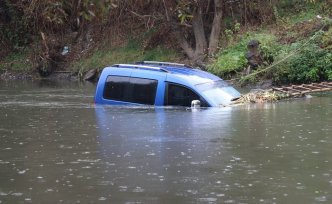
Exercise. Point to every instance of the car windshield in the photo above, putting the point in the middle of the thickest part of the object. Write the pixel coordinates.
(218, 92)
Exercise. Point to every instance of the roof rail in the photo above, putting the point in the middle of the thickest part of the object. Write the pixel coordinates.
(136, 66)
(162, 63)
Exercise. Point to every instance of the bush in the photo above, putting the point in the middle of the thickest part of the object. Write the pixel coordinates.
(232, 60)
(311, 64)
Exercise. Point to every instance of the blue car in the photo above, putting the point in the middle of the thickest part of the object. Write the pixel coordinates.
(162, 84)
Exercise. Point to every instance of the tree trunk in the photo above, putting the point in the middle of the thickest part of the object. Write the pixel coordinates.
(216, 27)
(200, 39)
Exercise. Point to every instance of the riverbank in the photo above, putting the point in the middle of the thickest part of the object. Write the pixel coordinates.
(296, 48)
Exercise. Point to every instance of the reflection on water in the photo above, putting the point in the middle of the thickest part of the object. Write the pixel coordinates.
(58, 147)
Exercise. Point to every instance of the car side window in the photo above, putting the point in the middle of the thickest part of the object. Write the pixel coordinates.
(133, 90)
(177, 95)
(143, 91)
(116, 88)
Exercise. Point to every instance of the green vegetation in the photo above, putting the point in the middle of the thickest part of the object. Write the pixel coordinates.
(18, 61)
(296, 50)
(295, 36)
(232, 61)
(128, 54)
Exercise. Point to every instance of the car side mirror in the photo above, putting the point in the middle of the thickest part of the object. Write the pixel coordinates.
(195, 104)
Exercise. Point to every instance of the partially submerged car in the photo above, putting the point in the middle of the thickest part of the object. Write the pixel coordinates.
(162, 84)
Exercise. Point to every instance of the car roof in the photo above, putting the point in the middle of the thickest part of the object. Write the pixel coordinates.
(175, 72)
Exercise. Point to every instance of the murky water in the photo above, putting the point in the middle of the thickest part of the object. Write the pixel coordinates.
(58, 147)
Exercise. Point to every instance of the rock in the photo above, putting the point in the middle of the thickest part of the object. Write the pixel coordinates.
(90, 75)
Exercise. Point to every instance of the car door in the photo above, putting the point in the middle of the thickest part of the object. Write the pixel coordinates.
(144, 82)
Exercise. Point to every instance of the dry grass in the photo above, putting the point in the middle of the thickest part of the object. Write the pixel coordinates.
(261, 96)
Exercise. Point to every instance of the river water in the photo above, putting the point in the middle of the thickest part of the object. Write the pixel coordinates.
(58, 147)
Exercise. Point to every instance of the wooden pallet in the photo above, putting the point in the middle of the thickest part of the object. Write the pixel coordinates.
(300, 90)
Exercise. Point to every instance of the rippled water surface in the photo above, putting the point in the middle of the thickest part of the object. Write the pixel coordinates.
(58, 147)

+===+

## Prompt
Shift every coordinate in the answers by adding 47 to each value, covering only the part of the rows that opens with the line containing "Exercise. Point to every instance of the car roof" and continues through the end of the rows. Write out every line of that part again, with all other text left unchanged.

## Completed task
Exercise. Point to every instance of the car roof in the photo above, putting the point in the middle of the thickest part of the object. Write the pixel coordinates.
(222, 119)
Exercise. Point to every instance of the murky water in the photo above, putting the point in the middle of the thickest part of the object. Write the pixel coordinates.
(105, 194)
Exercise. Point to every instance of the rock in the photo above, putting the point in the middle of the thickest part of the object. Write the pixel coordinates.
(137, 122)
Exercise. Point to every instance of the car door in the photo above, putting the point in the middle of the thickest part of the object. Write the pixel coordinates.
(191, 129)
Exercise. Point to every instance of the dry grass in the photo above, putting the point in the middle of the thickest part of the object. Write the pixel coordinates.
(308, 143)
Exercise. Point to every instance of the river water in the photo above, putting the point in the middle of the thickest part of the object. Write the pixel coordinates.
(105, 194)
Exercise. Point to every instance of the wooden pallet in the photo above, putting the point in the middle of the thickest part of the object. Write the pixel coordinates.
(347, 137)
Exercise. Point to every instance of the rippled water surface in the photo above, putting the point in the middle of the thickest part of the object. Write the pixel coordinates.
(105, 194)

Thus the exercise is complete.